**What to produce**
Once you reach the line containing "OBJECT = graffiti on wall" in the entries below, write out that line and each one after it down to the line containing "OBJECT = tall chimney", exactly and with nothing added.

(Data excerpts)
- Opening Delimiter -

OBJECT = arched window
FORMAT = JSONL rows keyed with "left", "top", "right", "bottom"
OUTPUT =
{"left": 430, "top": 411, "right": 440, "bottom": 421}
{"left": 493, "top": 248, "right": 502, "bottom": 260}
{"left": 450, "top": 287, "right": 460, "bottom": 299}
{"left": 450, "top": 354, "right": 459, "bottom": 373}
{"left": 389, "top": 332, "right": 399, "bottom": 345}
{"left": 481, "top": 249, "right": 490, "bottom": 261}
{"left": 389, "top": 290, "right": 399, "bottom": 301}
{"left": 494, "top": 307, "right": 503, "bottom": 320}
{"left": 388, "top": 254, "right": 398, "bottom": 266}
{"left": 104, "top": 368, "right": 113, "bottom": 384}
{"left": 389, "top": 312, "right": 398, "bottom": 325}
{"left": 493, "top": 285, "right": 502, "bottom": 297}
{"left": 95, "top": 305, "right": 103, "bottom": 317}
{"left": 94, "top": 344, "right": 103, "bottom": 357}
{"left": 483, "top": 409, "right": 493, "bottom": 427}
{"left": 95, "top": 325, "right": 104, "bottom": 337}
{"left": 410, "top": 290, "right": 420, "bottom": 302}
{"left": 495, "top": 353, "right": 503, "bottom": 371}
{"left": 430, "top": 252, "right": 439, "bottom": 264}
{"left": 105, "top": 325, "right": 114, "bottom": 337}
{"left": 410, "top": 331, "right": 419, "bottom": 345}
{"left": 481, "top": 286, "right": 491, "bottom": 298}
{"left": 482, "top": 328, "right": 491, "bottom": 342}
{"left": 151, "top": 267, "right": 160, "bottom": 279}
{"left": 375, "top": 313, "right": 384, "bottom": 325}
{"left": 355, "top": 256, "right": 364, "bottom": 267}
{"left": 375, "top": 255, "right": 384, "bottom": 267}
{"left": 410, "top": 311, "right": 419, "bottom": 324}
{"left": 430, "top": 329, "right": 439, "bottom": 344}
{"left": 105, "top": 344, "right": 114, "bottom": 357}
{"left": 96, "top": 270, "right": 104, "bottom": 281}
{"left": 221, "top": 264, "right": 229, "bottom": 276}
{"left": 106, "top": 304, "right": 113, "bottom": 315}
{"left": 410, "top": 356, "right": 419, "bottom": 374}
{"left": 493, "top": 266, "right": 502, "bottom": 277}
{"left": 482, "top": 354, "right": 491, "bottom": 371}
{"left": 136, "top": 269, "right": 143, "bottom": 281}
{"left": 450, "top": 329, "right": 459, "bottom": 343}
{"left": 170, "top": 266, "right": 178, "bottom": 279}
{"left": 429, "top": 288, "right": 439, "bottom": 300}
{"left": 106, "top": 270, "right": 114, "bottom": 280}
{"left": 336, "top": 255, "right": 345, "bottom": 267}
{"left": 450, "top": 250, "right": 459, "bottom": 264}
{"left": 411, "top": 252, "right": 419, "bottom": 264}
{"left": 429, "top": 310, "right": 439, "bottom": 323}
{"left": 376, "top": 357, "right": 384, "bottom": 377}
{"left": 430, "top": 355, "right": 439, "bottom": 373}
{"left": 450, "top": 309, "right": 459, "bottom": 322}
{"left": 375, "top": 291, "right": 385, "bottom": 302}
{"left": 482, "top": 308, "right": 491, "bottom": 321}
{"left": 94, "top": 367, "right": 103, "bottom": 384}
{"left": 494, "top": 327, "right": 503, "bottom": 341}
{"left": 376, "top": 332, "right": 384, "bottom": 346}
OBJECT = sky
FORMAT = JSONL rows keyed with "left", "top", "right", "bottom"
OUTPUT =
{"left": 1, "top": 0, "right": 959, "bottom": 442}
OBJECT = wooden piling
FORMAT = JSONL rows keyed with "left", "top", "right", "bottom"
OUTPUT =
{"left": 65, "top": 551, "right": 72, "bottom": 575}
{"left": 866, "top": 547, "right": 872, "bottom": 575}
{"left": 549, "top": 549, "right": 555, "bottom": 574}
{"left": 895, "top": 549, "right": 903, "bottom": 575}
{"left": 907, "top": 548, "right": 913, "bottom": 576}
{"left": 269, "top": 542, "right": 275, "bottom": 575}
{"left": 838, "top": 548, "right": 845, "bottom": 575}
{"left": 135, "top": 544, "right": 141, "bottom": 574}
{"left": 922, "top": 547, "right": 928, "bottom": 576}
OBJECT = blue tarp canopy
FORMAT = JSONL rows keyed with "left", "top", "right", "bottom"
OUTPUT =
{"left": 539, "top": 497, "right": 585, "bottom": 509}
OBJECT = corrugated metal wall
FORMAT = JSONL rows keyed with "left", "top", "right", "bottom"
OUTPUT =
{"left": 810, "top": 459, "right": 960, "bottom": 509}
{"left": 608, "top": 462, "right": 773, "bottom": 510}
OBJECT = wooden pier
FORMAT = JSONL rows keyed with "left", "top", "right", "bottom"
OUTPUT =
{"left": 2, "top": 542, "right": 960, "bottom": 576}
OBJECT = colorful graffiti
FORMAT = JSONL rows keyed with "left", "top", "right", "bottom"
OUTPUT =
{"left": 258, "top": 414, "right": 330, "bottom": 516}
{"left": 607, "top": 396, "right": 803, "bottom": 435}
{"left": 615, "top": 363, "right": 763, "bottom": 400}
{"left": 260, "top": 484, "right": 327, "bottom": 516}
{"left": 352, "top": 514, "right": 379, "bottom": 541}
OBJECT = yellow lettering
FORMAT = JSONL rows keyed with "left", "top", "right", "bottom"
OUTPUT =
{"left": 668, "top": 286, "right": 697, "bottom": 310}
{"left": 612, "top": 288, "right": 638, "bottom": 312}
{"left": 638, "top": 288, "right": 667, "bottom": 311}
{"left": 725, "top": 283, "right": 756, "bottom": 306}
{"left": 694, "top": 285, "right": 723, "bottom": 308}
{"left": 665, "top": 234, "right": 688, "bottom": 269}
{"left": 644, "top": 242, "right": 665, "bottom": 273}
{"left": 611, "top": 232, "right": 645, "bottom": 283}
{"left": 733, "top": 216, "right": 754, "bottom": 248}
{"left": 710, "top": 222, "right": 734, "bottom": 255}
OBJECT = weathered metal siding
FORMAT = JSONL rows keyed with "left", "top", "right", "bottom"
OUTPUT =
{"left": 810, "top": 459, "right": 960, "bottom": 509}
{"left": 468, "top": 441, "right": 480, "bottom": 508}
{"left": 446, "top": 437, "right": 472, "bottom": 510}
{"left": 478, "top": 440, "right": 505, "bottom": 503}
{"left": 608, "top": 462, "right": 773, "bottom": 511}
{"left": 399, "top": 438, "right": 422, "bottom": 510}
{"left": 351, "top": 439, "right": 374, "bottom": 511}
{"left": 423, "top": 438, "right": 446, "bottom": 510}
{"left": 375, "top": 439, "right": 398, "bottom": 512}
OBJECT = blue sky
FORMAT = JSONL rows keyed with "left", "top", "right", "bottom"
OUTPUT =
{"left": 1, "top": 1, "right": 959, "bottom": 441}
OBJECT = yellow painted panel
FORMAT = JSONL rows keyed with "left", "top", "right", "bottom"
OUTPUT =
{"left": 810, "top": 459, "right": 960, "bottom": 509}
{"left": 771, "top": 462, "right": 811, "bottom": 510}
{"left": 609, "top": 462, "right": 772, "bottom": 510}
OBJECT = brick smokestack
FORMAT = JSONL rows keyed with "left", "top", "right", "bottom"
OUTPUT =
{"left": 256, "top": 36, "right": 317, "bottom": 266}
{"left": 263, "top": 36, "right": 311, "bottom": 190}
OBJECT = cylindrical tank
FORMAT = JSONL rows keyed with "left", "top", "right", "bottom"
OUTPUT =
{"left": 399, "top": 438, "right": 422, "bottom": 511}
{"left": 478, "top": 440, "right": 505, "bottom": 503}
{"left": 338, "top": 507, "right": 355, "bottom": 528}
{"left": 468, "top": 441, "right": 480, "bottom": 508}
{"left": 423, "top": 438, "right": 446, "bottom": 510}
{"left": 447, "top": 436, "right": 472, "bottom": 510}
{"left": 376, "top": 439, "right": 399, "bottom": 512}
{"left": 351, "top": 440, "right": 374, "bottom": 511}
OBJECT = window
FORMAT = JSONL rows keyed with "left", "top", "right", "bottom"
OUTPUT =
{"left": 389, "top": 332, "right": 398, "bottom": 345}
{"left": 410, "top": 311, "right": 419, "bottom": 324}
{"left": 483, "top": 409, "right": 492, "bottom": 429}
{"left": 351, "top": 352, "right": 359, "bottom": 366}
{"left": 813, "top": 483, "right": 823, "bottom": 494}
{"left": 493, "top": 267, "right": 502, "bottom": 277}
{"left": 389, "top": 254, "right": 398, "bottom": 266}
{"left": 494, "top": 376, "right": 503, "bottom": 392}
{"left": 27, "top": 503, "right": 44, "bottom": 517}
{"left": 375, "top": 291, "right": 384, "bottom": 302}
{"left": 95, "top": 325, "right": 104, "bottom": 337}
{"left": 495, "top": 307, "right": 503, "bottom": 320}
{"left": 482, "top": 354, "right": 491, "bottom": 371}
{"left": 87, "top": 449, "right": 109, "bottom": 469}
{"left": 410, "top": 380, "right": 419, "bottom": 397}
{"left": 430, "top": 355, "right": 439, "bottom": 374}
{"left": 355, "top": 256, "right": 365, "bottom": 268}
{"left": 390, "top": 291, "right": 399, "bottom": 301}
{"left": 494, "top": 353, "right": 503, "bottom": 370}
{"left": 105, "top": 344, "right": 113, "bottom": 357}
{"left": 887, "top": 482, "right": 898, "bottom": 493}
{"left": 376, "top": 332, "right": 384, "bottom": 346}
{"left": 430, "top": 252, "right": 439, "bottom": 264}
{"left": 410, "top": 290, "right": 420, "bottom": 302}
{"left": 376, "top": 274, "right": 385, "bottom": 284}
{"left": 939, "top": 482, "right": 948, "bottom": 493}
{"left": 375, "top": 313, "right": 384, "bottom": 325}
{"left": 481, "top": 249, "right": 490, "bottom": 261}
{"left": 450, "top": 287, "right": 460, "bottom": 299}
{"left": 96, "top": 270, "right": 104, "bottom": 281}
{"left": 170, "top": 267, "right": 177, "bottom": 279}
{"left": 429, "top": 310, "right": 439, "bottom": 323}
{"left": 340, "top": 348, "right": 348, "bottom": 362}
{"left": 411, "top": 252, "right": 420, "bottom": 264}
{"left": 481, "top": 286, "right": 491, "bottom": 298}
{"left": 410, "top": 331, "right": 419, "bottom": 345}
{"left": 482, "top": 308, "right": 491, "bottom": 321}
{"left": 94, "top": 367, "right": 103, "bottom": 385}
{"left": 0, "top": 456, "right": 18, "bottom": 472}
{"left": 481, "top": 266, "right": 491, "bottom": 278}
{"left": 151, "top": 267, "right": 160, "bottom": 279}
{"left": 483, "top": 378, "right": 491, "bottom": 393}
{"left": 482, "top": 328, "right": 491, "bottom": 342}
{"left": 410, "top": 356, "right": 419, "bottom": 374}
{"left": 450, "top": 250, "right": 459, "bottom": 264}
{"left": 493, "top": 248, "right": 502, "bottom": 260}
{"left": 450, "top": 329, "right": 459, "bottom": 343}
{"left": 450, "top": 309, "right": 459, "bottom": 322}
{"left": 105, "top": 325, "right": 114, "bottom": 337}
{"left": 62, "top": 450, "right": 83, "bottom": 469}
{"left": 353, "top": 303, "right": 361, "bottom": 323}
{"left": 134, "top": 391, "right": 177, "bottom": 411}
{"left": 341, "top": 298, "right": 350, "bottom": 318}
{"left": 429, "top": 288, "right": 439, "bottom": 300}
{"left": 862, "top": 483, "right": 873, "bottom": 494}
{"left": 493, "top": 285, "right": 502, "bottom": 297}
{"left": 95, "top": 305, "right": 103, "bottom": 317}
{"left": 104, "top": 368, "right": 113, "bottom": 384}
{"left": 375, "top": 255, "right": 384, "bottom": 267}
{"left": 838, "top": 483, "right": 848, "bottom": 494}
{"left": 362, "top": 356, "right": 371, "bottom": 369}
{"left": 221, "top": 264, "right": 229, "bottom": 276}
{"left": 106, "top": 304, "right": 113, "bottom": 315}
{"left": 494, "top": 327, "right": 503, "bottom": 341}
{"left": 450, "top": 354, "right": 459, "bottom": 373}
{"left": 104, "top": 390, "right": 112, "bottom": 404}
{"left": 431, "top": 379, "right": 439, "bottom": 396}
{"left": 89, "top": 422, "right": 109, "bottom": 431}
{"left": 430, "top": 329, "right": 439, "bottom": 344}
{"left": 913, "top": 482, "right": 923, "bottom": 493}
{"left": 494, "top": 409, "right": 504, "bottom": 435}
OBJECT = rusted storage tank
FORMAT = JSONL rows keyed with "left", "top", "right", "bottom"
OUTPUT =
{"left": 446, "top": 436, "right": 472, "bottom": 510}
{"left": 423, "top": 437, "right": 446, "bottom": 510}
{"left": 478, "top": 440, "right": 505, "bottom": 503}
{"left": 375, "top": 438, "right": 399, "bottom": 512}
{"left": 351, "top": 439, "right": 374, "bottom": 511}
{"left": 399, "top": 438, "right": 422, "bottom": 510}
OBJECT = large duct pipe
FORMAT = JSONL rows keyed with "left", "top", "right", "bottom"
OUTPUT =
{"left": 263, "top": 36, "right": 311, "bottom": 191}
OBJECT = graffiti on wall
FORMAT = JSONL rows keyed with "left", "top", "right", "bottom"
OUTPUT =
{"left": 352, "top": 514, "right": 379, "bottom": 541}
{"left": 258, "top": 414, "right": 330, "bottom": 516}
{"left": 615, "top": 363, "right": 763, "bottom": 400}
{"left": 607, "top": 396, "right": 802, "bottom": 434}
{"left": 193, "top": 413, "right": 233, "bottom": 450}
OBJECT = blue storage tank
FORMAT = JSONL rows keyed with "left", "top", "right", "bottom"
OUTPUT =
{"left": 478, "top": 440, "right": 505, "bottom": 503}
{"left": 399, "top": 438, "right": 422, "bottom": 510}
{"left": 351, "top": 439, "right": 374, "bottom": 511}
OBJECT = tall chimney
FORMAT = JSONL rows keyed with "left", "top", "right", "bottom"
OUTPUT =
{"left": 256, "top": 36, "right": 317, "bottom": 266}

- Closing Delimiter -

**Task answer**
OBJECT = graffiti on wall
FORMAT = JSONL rows keyed with "left", "top", "right", "bottom"
OUTPUT =
{"left": 352, "top": 514, "right": 379, "bottom": 541}
{"left": 258, "top": 414, "right": 330, "bottom": 516}
{"left": 615, "top": 363, "right": 763, "bottom": 400}
{"left": 607, "top": 396, "right": 802, "bottom": 434}
{"left": 193, "top": 413, "right": 233, "bottom": 450}
OBJECT = blue storage tank
FORMAT = JSONL rows keyed with "left", "top", "right", "bottom"
OUTPUT =
{"left": 478, "top": 440, "right": 505, "bottom": 503}
{"left": 399, "top": 438, "right": 422, "bottom": 510}
{"left": 351, "top": 439, "right": 374, "bottom": 511}
OBJECT = tall chimney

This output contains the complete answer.